Copy out every one of the items below word for word, omitting the pictures.

RECORDS FOR PROCESSING:
((

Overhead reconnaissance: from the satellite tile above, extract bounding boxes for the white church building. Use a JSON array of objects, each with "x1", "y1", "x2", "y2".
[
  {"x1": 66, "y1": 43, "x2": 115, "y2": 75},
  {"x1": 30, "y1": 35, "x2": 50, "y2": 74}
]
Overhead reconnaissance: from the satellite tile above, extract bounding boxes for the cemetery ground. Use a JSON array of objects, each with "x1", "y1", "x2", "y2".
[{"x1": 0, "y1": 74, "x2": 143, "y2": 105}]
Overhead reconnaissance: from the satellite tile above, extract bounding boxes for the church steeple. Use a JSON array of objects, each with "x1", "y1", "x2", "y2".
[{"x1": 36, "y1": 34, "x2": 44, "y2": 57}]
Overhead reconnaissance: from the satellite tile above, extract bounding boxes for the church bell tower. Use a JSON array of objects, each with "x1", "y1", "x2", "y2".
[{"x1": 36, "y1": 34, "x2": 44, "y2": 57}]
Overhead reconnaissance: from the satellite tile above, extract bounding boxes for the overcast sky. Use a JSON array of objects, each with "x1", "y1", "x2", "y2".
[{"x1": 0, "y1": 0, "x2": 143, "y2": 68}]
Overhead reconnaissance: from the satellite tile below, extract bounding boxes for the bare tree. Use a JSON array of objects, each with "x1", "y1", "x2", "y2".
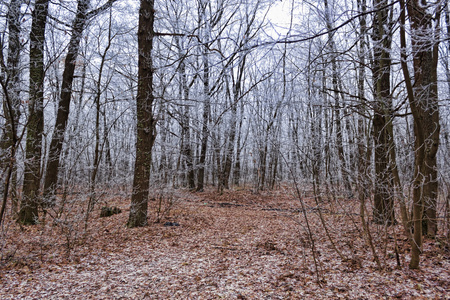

))

CORRECT RESPONSE:
Overhead reconnaissance: from the satellite tile above, extract bounding boxes for the white church building. Use a JSON array of objects, each with "x1", "y1", "x2", "y2".
[
  {"x1": 66, "y1": 43, "x2": 115, "y2": 75},
  {"x1": 30, "y1": 35, "x2": 50, "y2": 74}
]
Overhead reconnaissance: from the satellite tile above, extract bounding boxes for the cemetery ground. Use a JSON array of objects, each with "x1", "y1", "x2", "y2".
[{"x1": 0, "y1": 74, "x2": 143, "y2": 105}]
Overhead reconnaissance: from the satellite tile above, extract bounding boxes for the church steeple. Use a JSON array of objects, each with "x1", "y1", "x2", "y2".
[{"x1": 36, "y1": 34, "x2": 44, "y2": 57}]
Overhead reconnaissance: from the satellite tile above, extract bounding boxes for the church bell tower. Use a JSON array of objects, each with "x1", "y1", "x2", "y2".
[{"x1": 36, "y1": 34, "x2": 44, "y2": 57}]
Overhead reconnaissance: from the satellite tile above, extract bounding boxes for the overcast sky. Use a JSON array of objects, each with "x1", "y1", "x2", "y2".
[{"x1": 0, "y1": 0, "x2": 143, "y2": 68}]
Overhead reconnaissance: from the satellite tile below, extract bounding boxes for the bare tree. Use a JSON array of objects, each with "x1", "y1", "x2", "y2".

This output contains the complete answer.